**TRY IT:** If a line in the data below contains the word "ceiling", copy it out.

★ ★ ★

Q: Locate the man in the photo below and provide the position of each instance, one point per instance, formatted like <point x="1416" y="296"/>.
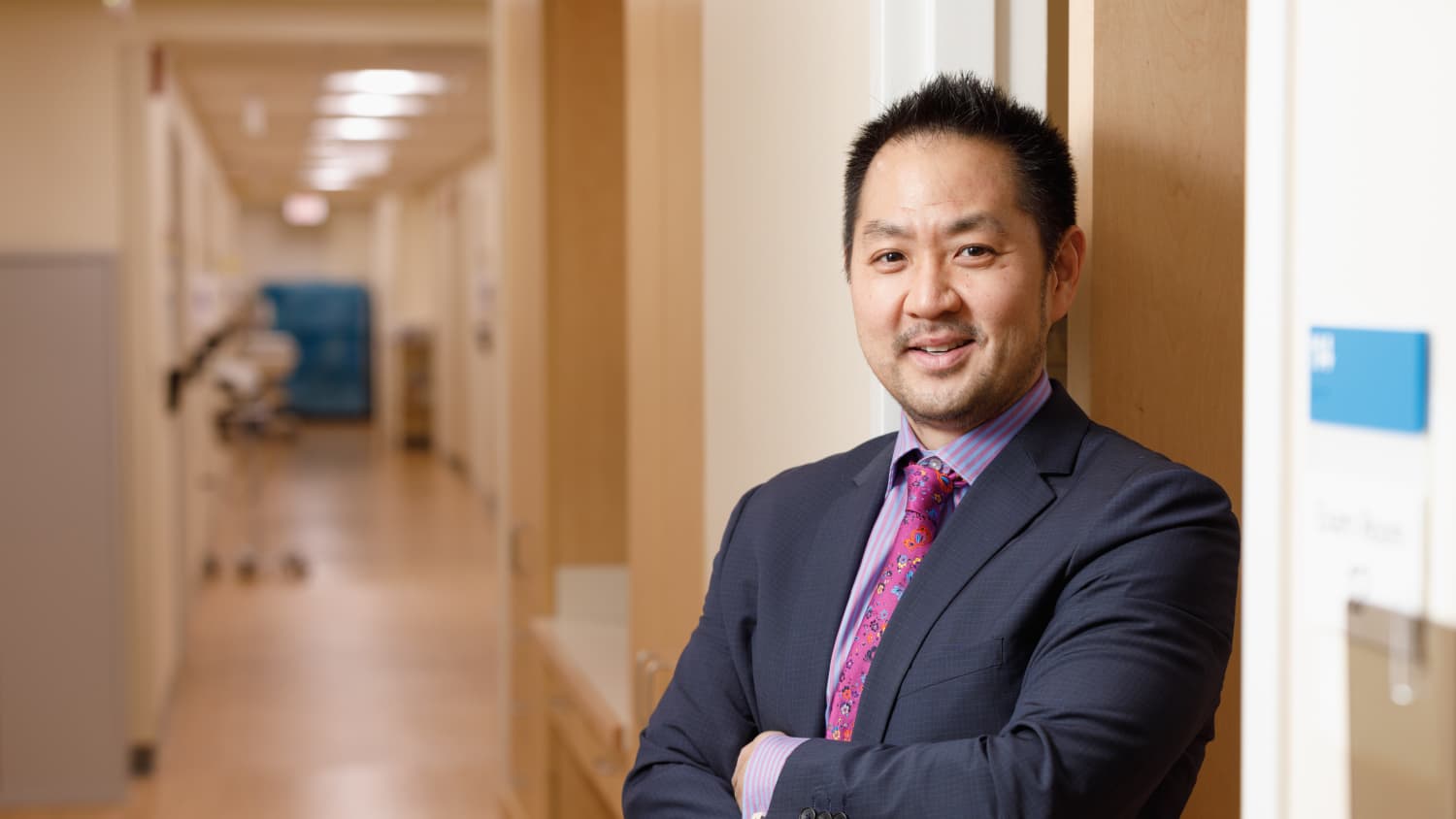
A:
<point x="1002" y="609"/>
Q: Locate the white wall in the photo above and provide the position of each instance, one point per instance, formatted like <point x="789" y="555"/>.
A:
<point x="785" y="86"/>
<point x="1348" y="203"/>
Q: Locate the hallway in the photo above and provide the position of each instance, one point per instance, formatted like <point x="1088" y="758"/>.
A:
<point x="369" y="688"/>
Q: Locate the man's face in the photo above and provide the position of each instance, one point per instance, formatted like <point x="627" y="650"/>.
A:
<point x="948" y="282"/>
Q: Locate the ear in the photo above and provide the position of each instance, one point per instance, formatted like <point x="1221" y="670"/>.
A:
<point x="1066" y="273"/>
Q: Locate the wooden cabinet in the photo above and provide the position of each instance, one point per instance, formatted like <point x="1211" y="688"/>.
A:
<point x="562" y="329"/>
<point x="603" y="341"/>
<point x="667" y="559"/>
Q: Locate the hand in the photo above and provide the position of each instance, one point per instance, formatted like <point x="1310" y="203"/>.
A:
<point x="745" y="755"/>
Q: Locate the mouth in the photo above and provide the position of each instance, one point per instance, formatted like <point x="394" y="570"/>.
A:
<point x="941" y="348"/>
<point x="938" y="355"/>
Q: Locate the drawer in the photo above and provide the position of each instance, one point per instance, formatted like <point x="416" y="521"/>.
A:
<point x="603" y="766"/>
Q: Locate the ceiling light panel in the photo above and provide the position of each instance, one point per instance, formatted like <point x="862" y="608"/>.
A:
<point x="372" y="105"/>
<point x="358" y="128"/>
<point x="386" y="82"/>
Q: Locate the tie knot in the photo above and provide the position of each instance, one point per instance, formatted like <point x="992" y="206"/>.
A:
<point x="931" y="483"/>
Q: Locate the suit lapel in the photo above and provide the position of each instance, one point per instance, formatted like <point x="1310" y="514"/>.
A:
<point x="830" y="569"/>
<point x="999" y="505"/>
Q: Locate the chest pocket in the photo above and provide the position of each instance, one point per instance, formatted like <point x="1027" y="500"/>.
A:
<point x="945" y="664"/>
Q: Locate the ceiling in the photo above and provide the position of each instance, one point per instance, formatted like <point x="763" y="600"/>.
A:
<point x="287" y="82"/>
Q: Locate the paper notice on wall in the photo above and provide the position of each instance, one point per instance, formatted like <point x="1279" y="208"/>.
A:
<point x="1376" y="533"/>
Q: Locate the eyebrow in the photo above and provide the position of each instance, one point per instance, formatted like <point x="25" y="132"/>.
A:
<point x="879" y="229"/>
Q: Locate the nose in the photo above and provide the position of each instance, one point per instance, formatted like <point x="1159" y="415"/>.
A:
<point x="931" y="291"/>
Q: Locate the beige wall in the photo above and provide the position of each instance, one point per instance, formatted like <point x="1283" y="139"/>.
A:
<point x="60" y="160"/>
<point x="341" y="249"/>
<point x="783" y="90"/>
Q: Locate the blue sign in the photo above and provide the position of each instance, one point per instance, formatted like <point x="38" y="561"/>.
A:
<point x="1374" y="378"/>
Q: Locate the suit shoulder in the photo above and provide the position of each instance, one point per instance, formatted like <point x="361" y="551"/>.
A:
<point x="814" y="477"/>
<point x="1121" y="461"/>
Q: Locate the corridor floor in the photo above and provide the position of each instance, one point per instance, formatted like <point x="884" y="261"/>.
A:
<point x="367" y="690"/>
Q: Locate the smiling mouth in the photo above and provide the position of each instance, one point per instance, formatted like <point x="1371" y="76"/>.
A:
<point x="941" y="349"/>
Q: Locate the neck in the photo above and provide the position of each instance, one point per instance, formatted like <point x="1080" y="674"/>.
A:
<point x="940" y="434"/>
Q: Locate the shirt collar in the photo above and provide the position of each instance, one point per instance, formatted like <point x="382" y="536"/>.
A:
<point x="972" y="452"/>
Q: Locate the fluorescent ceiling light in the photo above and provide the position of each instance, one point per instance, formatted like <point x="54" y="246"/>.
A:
<point x="364" y="163"/>
<point x="255" y="116"/>
<point x="372" y="105"/>
<point x="386" y="82"/>
<point x="360" y="128"/>
<point x="331" y="178"/>
<point x="305" y="210"/>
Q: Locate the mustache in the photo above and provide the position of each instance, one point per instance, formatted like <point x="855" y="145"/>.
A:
<point x="961" y="329"/>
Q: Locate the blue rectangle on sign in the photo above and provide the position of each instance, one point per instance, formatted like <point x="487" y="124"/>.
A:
<point x="1374" y="378"/>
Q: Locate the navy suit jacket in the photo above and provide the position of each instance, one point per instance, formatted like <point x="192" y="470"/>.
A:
<point x="1060" y="652"/>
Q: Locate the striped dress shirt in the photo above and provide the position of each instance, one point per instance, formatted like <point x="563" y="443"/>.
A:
<point x="969" y="455"/>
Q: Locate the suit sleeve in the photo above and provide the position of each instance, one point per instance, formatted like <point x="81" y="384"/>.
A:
<point x="1120" y="688"/>
<point x="689" y="748"/>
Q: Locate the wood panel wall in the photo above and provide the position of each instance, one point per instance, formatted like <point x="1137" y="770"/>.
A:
<point x="524" y="528"/>
<point x="664" y="331"/>
<point x="585" y="281"/>
<point x="1164" y="137"/>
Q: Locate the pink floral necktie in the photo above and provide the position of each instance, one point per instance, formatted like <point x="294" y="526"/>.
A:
<point x="929" y="487"/>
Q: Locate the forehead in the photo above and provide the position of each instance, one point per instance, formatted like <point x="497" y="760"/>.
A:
<point x="938" y="172"/>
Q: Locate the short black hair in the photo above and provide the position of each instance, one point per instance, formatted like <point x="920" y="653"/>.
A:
<point x="966" y="105"/>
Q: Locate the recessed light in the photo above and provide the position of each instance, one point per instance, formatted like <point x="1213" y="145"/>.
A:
<point x="358" y="128"/>
<point x="305" y="210"/>
<point x="386" y="82"/>
<point x="372" y="105"/>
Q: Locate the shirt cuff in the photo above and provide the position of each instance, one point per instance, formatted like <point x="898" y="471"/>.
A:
<point x="763" y="770"/>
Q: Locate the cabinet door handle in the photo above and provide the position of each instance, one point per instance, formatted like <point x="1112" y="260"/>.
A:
<point x="513" y="547"/>
<point x="646" y="667"/>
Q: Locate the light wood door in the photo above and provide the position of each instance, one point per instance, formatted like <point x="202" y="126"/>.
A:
<point x="1156" y="121"/>
<point x="664" y="338"/>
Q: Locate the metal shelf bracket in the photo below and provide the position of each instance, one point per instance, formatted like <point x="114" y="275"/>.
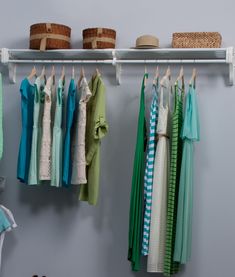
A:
<point x="5" y="57"/>
<point x="118" y="68"/>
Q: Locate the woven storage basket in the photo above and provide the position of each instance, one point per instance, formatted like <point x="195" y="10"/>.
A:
<point x="196" y="40"/>
<point x="99" y="38"/>
<point x="49" y="36"/>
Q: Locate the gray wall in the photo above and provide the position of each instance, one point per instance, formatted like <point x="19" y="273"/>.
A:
<point x="57" y="236"/>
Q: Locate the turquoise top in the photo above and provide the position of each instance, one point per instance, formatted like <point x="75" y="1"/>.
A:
<point x="190" y="133"/>
<point x="27" y="106"/>
<point x="57" y="141"/>
<point x="67" y="164"/>
<point x="33" y="178"/>
<point x="191" y="127"/>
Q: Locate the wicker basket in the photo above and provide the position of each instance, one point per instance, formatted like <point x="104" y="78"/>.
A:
<point x="49" y="36"/>
<point x="196" y="40"/>
<point x="99" y="38"/>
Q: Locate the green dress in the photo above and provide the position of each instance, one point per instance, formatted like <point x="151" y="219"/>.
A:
<point x="171" y="267"/>
<point x="136" y="198"/>
<point x="190" y="133"/>
<point x="96" y="129"/>
<point x="57" y="140"/>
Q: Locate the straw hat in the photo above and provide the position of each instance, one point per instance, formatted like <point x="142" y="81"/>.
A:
<point x="146" y="42"/>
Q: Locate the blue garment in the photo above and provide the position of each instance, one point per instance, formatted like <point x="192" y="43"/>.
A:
<point x="149" y="169"/>
<point x="71" y="105"/>
<point x="4" y="222"/>
<point x="27" y="106"/>
<point x="190" y="133"/>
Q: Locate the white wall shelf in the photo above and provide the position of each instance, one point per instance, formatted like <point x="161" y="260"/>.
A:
<point x="117" y="57"/>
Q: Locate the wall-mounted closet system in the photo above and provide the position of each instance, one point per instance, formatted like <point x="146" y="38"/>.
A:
<point x="119" y="57"/>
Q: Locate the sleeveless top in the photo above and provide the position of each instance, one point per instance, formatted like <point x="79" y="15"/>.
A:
<point x="79" y="158"/>
<point x="190" y="133"/>
<point x="71" y="105"/>
<point x="57" y="142"/>
<point x="136" y="197"/>
<point x="148" y="177"/>
<point x="35" y="149"/>
<point x="160" y="184"/>
<point x="171" y="267"/>
<point x="27" y="102"/>
<point x="45" y="154"/>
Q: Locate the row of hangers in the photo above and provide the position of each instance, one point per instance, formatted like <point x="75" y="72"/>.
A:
<point x="33" y="74"/>
<point x="167" y="75"/>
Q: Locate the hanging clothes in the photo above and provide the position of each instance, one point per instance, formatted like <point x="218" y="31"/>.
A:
<point x="57" y="142"/>
<point x="7" y="223"/>
<point x="33" y="178"/>
<point x="148" y="177"/>
<point x="190" y="133"/>
<point x="71" y="106"/>
<point x="96" y="129"/>
<point x="136" y="198"/>
<point x="160" y="184"/>
<point x="79" y="159"/>
<point x="171" y="267"/>
<point x="1" y="117"/>
<point x="27" y="106"/>
<point x="45" y="153"/>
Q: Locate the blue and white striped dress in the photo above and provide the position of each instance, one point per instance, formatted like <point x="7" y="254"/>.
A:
<point x="148" y="176"/>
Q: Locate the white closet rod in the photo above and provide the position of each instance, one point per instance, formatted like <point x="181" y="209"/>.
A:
<point x="178" y="61"/>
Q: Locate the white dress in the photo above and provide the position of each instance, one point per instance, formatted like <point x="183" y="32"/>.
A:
<point x="79" y="158"/>
<point x="160" y="186"/>
<point x="45" y="154"/>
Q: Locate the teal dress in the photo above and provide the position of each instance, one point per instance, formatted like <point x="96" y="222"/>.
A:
<point x="57" y="141"/>
<point x="37" y="132"/>
<point x="27" y="106"/>
<point x="1" y="118"/>
<point x="190" y="133"/>
<point x="67" y="163"/>
<point x="137" y="188"/>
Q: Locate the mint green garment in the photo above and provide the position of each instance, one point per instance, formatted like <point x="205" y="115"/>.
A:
<point x="1" y="118"/>
<point x="57" y="141"/>
<point x="137" y="188"/>
<point x="33" y="178"/>
<point x="190" y="133"/>
<point x="96" y="130"/>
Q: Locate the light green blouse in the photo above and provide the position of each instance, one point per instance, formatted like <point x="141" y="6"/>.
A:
<point x="96" y="129"/>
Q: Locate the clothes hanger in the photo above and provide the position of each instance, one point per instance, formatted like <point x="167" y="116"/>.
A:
<point x="193" y="78"/>
<point x="82" y="75"/>
<point x="43" y="75"/>
<point x="181" y="74"/>
<point x="33" y="73"/>
<point x="145" y="74"/>
<point x="156" y="76"/>
<point x="180" y="77"/>
<point x="166" y="76"/>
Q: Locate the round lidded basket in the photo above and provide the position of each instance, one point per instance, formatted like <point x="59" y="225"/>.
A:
<point x="99" y="38"/>
<point x="49" y="36"/>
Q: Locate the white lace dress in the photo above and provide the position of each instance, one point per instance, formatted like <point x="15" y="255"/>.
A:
<point x="79" y="156"/>
<point x="160" y="187"/>
<point x="45" y="154"/>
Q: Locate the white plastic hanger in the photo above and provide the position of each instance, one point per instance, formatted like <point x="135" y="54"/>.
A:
<point x="193" y="78"/>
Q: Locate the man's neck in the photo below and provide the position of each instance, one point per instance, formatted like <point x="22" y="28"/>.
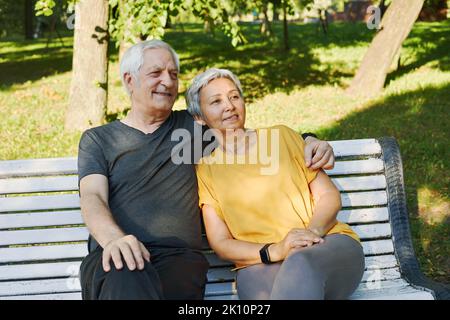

★ ★ ★

**SOLUTION FOR THIS PROBLEM:**
Q: Locate the ceiling light panel in the photo above and provide the position of each instance, one point per instance, formatted like <point x="862" y="608"/>.
Q: Locate the ceiling in the photo above and provide the position of each instance, one point per instance, formatted like <point x="763" y="600"/>.
Q: Locate the fluorescent ceiling light in the photo above and provide the position of each instance, one point per instance, formatted like <point x="54" y="246"/>.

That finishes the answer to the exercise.